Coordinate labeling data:

····················

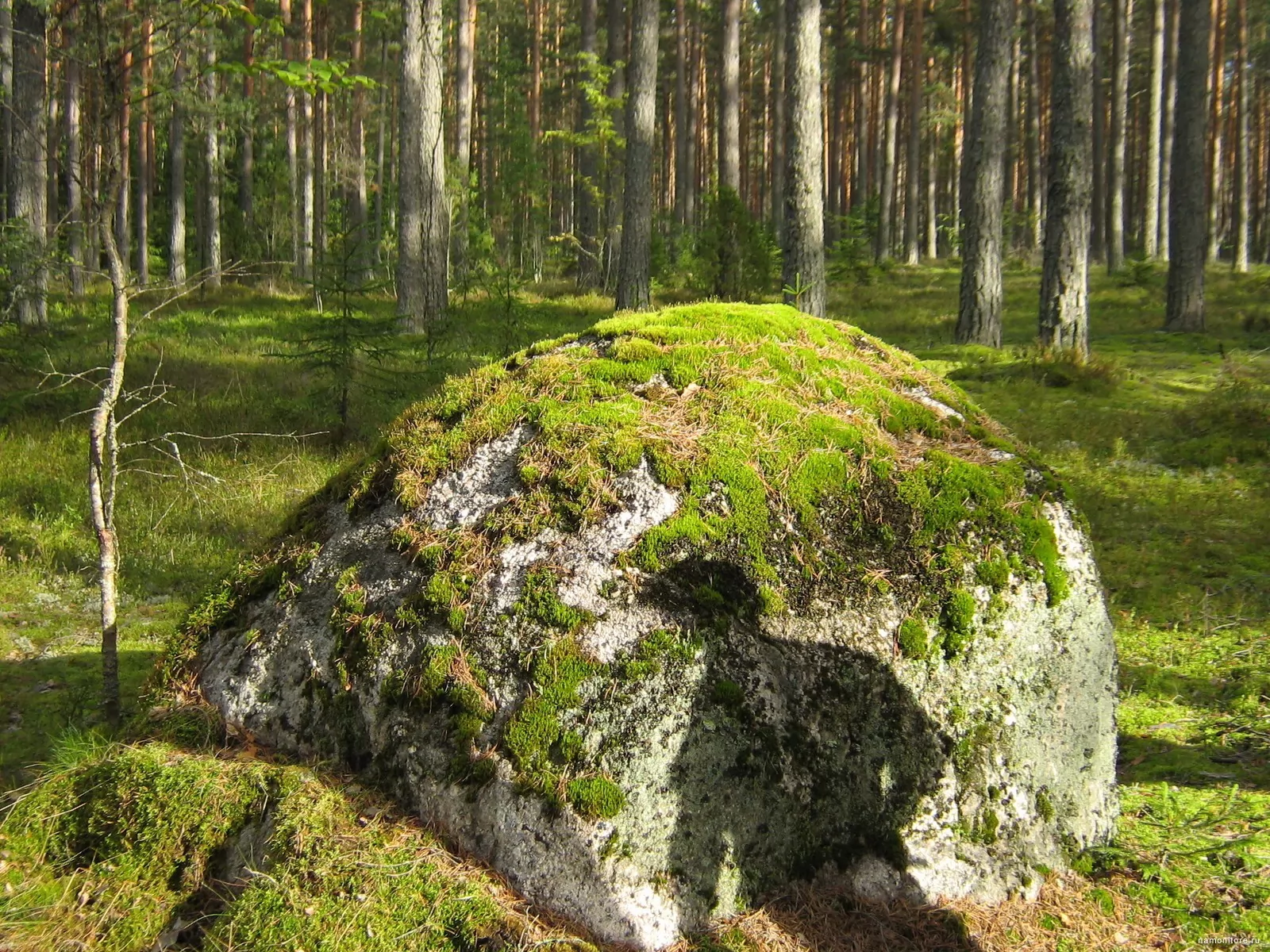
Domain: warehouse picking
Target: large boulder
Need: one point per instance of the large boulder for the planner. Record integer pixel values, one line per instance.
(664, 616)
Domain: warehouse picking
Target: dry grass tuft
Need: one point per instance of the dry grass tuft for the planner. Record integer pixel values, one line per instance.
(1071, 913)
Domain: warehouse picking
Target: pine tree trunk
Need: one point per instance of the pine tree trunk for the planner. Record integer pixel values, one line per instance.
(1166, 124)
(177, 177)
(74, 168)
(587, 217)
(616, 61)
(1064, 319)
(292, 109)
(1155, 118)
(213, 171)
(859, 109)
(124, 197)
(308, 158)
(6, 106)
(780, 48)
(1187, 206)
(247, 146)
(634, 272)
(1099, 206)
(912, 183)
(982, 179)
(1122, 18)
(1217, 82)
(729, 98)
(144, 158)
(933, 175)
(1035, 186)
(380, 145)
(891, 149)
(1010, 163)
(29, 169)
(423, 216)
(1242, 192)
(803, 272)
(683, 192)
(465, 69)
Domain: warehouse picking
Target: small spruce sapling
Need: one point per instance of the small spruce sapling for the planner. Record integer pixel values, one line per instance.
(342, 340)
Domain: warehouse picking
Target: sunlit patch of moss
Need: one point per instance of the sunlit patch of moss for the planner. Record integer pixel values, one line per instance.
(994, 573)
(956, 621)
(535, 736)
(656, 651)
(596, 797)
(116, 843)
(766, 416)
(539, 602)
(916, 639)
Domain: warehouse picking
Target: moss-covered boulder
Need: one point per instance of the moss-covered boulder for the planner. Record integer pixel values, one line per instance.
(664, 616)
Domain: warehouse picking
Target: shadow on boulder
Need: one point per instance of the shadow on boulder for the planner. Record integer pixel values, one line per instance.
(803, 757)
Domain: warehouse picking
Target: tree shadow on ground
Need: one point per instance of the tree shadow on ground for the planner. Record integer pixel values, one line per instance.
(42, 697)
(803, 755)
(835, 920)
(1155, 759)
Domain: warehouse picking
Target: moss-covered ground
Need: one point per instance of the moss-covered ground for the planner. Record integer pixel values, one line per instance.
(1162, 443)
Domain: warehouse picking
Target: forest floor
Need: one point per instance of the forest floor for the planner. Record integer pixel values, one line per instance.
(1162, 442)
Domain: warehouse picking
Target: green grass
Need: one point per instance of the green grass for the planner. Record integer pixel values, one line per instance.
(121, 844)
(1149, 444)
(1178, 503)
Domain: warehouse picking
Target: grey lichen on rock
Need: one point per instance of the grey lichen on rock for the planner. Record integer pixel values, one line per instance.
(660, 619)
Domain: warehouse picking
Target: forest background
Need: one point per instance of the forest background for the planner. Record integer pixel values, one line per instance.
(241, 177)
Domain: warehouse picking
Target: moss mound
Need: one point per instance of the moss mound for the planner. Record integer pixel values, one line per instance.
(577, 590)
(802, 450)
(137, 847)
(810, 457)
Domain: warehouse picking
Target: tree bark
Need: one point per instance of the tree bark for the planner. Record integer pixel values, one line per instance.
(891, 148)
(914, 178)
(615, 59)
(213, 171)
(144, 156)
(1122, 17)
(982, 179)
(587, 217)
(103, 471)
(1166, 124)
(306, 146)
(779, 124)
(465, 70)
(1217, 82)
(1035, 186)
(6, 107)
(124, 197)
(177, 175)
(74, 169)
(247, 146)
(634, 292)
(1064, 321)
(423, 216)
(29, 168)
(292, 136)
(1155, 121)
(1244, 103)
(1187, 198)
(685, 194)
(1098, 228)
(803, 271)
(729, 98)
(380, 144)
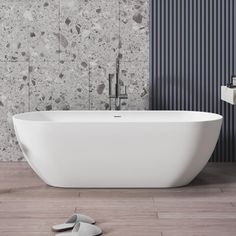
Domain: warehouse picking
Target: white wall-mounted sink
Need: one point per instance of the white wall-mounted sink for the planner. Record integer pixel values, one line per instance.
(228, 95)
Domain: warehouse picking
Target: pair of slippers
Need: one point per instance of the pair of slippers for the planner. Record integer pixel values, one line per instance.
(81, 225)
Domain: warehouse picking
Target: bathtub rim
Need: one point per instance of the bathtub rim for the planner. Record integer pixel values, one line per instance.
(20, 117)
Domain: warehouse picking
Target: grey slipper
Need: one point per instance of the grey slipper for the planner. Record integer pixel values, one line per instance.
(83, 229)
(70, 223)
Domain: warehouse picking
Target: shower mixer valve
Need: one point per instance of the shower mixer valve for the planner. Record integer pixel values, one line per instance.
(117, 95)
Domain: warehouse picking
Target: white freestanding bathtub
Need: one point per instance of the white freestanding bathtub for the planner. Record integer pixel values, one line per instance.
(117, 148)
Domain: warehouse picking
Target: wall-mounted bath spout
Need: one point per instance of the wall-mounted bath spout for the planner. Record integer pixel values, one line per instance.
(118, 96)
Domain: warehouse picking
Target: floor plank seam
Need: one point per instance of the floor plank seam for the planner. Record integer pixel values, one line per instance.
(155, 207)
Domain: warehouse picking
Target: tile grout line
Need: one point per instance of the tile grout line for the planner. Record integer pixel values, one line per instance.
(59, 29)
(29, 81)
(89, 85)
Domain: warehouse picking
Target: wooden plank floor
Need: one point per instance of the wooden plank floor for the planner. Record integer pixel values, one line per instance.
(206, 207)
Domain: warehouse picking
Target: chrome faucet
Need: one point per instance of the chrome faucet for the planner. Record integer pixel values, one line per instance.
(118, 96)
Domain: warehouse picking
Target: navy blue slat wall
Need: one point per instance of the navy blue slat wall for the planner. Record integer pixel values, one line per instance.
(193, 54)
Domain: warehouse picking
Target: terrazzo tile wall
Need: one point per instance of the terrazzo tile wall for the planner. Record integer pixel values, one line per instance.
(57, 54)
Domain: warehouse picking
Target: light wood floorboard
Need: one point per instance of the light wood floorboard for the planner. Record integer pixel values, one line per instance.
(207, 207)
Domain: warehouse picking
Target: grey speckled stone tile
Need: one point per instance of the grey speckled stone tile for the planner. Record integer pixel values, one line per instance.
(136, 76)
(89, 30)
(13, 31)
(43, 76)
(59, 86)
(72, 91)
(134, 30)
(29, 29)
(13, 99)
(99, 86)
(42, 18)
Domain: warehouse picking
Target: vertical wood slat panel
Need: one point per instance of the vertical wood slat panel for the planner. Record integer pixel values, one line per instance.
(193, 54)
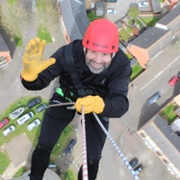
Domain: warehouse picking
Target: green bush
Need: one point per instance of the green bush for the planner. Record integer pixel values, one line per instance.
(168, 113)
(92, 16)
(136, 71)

····················

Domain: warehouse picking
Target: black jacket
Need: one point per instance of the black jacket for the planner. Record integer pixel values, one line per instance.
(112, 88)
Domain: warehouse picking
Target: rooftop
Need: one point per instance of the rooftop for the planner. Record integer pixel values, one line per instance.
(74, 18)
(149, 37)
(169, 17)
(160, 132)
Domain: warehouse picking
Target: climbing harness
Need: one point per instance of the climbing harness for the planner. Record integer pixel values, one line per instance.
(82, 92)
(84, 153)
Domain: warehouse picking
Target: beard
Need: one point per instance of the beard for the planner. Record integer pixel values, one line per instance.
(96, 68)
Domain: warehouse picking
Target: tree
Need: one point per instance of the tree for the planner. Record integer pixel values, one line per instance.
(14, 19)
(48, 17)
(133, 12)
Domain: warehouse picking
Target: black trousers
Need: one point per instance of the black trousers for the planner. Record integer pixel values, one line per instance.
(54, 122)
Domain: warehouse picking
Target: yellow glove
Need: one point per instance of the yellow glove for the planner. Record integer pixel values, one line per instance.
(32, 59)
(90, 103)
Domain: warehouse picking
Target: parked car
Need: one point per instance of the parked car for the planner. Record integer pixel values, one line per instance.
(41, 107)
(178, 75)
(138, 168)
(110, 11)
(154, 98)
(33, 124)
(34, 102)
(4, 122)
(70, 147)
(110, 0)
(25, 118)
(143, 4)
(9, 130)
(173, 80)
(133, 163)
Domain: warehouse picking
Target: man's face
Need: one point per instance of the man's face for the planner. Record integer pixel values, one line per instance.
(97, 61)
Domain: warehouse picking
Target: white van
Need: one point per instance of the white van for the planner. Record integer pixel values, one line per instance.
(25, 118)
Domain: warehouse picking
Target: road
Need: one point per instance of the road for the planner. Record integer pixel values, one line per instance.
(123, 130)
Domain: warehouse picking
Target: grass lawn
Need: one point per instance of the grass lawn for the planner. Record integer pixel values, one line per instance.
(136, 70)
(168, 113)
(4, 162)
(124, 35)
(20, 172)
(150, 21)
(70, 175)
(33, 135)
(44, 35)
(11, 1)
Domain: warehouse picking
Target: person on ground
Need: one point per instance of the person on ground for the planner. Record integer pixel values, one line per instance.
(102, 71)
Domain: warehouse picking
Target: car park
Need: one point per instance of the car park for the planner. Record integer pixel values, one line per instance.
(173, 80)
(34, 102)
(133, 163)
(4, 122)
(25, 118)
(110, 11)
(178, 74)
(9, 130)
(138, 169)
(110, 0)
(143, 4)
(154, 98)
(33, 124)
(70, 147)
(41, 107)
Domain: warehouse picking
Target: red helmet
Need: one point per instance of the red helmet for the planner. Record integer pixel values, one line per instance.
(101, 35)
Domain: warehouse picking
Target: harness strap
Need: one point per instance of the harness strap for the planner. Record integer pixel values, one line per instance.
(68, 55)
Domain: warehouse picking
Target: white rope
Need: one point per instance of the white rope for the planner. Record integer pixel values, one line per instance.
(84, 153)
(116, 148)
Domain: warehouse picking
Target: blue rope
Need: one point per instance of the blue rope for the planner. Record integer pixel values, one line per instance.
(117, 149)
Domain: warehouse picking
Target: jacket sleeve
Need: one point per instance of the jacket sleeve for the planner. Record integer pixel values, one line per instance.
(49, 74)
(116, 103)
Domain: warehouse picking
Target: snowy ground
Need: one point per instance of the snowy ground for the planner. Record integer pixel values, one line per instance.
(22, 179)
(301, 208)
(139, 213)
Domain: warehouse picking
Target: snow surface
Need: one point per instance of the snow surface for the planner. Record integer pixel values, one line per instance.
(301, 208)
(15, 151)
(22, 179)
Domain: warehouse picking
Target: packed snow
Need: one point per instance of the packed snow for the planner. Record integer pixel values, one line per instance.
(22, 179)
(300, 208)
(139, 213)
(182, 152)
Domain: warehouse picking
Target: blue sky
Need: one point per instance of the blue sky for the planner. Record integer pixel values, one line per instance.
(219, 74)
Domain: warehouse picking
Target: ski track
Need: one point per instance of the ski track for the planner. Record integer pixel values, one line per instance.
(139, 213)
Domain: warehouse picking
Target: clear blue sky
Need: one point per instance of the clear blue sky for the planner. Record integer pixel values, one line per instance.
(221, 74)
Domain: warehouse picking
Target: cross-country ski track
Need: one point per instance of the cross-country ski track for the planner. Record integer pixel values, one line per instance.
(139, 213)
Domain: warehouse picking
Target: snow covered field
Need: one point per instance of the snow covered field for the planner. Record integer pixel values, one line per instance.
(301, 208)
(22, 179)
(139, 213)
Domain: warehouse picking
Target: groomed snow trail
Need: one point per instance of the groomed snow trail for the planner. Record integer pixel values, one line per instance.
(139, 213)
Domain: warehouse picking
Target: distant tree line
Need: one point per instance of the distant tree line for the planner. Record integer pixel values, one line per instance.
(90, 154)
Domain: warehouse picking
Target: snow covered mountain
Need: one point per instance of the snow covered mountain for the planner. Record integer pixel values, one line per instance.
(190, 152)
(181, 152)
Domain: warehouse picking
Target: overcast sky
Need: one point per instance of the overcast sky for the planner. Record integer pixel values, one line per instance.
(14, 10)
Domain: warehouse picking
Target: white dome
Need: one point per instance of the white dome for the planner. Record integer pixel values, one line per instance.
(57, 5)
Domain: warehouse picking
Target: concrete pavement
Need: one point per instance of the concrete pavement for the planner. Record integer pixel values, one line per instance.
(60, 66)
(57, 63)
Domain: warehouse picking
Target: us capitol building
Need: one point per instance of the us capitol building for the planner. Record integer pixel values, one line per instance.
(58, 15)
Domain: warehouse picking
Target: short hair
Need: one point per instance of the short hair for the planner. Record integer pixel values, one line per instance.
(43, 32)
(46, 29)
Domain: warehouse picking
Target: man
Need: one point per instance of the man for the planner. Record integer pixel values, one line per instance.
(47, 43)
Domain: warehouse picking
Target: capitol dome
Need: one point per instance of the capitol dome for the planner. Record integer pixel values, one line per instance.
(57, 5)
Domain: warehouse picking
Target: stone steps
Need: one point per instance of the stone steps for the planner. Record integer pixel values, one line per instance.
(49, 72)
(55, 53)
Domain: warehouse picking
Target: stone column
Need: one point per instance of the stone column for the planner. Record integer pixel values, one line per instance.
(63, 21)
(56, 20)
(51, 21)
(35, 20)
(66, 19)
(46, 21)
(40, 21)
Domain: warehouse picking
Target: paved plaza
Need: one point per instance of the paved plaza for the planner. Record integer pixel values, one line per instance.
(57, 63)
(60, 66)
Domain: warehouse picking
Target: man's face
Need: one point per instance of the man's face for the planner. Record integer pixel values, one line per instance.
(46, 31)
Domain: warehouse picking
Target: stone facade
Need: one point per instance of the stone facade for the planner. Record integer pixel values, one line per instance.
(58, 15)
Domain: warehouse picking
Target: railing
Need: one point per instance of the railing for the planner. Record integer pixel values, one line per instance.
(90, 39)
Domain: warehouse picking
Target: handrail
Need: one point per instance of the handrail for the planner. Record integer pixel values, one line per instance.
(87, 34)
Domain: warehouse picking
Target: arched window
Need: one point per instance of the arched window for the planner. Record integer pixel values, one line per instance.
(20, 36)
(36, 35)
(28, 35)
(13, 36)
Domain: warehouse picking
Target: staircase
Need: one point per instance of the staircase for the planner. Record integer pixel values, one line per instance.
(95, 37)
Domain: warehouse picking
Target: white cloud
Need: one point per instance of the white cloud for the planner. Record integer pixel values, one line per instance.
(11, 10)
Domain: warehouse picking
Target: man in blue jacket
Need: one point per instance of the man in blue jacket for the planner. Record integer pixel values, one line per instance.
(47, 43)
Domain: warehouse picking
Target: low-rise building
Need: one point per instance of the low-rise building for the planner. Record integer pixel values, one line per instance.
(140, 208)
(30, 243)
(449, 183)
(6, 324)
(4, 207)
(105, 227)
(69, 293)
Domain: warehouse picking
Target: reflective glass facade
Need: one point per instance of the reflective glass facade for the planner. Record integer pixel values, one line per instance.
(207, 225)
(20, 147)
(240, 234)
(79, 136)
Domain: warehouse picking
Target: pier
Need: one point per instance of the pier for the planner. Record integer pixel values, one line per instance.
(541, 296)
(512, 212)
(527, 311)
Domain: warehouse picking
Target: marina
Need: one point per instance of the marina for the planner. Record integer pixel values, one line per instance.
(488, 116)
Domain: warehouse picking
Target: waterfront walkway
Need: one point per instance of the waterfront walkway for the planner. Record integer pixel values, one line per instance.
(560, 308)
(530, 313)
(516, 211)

····················

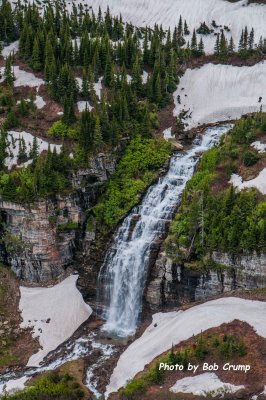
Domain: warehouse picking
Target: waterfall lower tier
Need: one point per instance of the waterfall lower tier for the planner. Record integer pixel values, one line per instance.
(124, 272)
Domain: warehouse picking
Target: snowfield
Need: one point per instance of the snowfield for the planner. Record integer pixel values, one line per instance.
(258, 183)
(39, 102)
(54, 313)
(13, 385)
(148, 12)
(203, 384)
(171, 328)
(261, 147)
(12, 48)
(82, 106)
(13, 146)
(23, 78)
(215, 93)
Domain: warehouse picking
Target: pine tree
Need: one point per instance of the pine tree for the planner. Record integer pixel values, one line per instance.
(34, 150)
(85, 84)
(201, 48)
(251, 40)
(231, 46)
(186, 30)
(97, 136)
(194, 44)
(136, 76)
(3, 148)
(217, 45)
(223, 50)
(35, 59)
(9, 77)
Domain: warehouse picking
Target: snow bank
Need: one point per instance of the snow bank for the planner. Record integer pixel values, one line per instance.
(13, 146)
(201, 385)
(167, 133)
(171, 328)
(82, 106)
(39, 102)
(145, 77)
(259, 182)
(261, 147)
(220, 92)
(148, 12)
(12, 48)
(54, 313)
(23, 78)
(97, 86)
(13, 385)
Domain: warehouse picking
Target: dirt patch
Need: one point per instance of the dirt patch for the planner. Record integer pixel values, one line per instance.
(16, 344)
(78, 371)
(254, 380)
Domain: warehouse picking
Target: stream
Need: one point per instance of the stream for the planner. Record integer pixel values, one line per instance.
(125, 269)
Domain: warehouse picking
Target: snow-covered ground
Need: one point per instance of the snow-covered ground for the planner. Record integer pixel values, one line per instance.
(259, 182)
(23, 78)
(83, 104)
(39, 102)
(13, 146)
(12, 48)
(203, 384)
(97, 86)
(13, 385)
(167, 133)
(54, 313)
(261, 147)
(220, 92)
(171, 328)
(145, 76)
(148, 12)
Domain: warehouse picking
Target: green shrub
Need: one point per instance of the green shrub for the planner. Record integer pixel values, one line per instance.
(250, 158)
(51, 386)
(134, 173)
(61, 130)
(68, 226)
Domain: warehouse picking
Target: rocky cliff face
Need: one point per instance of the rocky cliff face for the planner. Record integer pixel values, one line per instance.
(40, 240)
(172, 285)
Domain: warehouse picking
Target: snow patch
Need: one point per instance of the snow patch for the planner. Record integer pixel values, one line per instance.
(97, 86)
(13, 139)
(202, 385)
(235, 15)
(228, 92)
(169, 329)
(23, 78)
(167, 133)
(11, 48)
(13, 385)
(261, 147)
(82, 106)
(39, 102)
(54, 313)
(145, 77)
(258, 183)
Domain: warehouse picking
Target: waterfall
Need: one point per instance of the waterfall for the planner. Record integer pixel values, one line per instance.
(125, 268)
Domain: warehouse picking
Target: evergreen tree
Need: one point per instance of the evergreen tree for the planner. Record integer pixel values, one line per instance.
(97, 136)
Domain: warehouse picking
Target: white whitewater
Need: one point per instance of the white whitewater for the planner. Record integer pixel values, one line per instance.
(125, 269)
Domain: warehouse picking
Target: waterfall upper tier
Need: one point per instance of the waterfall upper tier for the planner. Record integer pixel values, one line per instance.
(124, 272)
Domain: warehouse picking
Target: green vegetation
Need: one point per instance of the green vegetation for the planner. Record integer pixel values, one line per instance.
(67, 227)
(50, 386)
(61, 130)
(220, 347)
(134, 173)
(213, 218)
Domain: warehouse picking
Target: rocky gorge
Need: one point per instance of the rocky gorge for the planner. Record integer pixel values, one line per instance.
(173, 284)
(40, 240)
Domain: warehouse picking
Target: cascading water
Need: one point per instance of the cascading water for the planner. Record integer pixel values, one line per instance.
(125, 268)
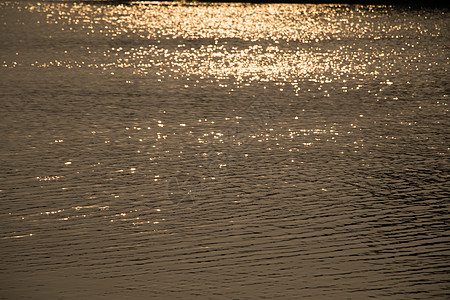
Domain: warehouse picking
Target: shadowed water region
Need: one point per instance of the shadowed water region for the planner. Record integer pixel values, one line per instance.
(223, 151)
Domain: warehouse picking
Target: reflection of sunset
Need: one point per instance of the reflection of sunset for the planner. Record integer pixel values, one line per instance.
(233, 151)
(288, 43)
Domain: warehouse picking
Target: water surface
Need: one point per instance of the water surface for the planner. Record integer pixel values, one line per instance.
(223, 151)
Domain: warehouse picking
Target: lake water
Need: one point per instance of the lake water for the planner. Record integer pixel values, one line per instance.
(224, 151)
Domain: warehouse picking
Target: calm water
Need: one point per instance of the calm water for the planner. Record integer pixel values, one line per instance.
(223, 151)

····················

__INSTRUCTIONS TO FOLLOW__. Which lines of the material above contain the string "rope"? Report each of them in full, with uppercase and lowercase treated as different.

__TASK RESPONSE__.
Target: white rope
Need: one point per instance of the white rope for the planner. Record integer pixel values, one line per instance.
Target: blue rope
Need: one point per instance of the blue rope for the planner. Record integer pixel values, one line per instance.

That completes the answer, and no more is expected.